— START Data shown —

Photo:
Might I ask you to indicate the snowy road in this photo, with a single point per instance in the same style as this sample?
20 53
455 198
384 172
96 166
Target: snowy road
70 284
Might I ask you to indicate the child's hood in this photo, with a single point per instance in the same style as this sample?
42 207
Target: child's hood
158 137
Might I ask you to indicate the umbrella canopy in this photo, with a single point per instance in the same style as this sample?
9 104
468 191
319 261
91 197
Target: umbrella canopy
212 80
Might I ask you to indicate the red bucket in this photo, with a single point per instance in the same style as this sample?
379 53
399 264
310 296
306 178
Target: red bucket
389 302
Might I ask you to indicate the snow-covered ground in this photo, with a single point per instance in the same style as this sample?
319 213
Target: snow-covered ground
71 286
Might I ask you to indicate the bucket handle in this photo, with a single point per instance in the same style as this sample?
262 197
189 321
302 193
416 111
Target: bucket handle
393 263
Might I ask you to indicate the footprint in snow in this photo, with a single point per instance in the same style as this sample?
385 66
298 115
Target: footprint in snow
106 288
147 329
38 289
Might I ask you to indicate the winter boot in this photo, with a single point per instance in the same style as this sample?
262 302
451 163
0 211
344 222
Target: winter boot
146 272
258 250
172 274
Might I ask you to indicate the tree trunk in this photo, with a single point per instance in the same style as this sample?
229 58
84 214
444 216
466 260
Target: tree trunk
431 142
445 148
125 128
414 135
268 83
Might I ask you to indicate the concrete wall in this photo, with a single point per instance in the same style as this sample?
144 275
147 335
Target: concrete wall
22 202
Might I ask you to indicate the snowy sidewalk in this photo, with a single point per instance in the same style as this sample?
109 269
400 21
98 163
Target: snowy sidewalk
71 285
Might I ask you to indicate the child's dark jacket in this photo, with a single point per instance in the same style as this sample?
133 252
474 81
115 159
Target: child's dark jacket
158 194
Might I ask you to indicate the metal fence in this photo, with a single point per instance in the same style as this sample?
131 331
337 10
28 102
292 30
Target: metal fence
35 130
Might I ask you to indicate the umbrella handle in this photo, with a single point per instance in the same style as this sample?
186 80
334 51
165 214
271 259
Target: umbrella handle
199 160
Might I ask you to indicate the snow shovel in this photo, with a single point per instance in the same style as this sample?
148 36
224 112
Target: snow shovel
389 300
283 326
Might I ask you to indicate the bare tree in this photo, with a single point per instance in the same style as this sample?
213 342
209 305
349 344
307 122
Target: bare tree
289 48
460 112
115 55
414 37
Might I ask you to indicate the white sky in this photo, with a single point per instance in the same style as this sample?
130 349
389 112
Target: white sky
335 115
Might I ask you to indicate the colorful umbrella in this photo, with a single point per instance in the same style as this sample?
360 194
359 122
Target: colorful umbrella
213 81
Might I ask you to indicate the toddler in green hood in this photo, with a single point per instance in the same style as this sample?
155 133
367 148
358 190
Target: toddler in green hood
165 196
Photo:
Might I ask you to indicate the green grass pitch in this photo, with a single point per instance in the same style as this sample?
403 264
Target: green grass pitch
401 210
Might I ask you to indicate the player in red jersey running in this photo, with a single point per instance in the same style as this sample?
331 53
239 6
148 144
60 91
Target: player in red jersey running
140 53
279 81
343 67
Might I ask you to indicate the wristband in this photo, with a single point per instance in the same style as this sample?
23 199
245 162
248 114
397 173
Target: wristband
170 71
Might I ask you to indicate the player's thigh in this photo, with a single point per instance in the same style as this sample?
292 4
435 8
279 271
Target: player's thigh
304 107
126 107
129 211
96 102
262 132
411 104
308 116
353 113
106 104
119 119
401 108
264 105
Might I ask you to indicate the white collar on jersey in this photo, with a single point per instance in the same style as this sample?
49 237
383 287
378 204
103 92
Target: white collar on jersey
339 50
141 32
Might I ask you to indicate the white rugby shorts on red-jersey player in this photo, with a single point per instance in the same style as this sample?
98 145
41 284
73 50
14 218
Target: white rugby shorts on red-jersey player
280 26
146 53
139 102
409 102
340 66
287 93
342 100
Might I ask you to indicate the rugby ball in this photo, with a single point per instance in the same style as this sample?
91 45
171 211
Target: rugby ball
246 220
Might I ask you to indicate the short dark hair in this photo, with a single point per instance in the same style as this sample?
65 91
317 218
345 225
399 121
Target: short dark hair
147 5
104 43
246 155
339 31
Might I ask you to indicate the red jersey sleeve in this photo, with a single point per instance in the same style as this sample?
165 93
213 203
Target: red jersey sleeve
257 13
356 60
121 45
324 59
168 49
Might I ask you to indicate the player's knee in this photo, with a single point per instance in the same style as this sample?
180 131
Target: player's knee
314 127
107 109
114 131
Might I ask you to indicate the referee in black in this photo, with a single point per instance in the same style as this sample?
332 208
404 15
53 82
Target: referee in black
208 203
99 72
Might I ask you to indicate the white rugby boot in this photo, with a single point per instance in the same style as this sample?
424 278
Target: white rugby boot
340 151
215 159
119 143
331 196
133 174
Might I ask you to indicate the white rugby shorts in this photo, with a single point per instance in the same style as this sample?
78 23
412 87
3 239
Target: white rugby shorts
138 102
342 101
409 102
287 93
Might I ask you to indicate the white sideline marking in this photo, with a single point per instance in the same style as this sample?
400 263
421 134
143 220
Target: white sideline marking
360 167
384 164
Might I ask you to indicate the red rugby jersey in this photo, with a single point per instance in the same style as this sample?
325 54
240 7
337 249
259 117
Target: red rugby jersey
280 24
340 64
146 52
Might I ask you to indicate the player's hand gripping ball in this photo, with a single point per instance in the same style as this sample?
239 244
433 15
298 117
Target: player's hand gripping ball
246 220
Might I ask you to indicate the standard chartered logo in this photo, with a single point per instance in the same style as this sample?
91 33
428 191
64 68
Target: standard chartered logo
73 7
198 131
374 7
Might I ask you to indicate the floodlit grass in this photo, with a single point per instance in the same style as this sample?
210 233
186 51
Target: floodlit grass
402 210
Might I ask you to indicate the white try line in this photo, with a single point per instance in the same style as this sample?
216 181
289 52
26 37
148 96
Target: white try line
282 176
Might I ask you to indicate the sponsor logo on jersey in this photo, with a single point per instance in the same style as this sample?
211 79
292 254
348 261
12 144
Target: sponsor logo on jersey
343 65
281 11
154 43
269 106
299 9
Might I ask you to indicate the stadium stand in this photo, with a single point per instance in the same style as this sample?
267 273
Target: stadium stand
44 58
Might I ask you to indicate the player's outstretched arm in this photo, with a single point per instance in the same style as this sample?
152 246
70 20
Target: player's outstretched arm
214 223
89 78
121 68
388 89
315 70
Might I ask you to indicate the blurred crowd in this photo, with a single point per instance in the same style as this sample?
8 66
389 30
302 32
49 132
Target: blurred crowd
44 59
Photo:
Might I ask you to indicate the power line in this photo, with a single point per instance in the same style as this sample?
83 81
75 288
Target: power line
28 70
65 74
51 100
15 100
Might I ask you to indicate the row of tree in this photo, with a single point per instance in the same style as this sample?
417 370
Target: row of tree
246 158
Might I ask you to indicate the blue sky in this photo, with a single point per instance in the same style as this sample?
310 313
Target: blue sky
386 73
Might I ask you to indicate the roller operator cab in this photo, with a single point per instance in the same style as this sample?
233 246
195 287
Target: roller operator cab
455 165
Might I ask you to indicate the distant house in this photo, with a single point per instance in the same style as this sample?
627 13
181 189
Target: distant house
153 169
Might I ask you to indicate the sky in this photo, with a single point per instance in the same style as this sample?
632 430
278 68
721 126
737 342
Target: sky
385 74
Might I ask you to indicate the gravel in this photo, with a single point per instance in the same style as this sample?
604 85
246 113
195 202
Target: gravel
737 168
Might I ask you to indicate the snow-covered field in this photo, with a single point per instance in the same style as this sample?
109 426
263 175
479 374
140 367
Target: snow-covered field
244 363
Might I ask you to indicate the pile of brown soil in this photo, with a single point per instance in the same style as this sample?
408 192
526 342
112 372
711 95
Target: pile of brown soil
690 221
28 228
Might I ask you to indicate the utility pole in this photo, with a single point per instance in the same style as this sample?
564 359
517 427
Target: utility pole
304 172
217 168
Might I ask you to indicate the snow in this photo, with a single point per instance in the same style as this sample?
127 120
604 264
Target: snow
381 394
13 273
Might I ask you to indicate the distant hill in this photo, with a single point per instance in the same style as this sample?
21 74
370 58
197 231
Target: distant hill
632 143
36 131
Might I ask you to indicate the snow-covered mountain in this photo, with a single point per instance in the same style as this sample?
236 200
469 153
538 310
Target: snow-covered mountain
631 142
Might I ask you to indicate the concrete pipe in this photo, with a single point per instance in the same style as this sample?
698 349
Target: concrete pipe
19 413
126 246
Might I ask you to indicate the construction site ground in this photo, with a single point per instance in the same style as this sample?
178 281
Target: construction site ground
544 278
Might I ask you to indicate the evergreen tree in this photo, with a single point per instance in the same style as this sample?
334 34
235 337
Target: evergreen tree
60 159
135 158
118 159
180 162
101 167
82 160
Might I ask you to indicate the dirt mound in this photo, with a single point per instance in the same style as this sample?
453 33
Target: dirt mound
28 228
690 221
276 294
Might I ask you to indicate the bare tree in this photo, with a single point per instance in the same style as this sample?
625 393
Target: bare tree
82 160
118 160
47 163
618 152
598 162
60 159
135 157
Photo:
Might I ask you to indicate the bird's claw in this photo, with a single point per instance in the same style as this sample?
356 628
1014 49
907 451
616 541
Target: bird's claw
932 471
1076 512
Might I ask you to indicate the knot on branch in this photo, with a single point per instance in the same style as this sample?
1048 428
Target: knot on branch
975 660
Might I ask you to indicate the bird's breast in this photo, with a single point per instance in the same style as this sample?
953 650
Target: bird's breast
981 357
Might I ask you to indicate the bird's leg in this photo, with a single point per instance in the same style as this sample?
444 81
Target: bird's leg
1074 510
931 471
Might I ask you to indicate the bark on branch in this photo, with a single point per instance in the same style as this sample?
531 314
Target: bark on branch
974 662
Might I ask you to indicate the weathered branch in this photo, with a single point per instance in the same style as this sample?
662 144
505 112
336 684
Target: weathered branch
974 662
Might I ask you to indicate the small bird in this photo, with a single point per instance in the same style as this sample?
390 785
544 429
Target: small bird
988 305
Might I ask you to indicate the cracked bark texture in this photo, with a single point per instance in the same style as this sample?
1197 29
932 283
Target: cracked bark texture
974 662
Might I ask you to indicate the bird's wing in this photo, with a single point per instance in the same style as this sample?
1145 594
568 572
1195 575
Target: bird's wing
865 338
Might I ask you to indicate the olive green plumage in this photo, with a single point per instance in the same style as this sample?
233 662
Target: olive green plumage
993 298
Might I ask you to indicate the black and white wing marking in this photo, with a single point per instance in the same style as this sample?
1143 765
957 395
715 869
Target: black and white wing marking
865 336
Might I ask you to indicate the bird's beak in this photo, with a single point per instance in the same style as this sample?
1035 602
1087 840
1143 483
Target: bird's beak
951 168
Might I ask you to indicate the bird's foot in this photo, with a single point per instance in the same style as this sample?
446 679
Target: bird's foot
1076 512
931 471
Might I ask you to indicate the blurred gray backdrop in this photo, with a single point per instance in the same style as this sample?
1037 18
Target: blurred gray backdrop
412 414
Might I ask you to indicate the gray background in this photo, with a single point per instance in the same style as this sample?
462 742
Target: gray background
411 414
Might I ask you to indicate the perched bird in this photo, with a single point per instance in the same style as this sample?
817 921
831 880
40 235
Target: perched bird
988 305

— END Data shown —

Starting at the line that contains "Might I ask you to indicate the black", copy each line exactly through the end of the listing above. Include that first line and the last one, and add nothing.

Might I ask you to indicate the black and white wing marking in this photo, with a single point per instance in the same style as this sample?
1143 765
957 395
715 869
Target: black and white wing marking
865 336
Might I ask you to indicate the bird's beak in this photo, with a single point per instance in the same style as this sample?
1035 602
1087 840
1143 483
Target: bird's beak
951 168
Might I ask you to indicate the bird's foot in this photo, with a single point per instance in the same style as this sample?
446 679
Target: bird's foot
1076 512
931 471
Might I ask you to indicate the blurred gray backdrop in this photo, with a single point per instance in the same style as this sample?
1037 18
Target: blurred gray backdrop
412 414
Might I ask you to indicate the gray background in this photo, with a single point per instance in the same style as this sample?
462 742
Target: gray background
411 414
Might I ask you to indicate the perched bird in this photo, with a single point per instance in the same style as this sample?
817 921
831 880
40 235
Target: perched bird
988 305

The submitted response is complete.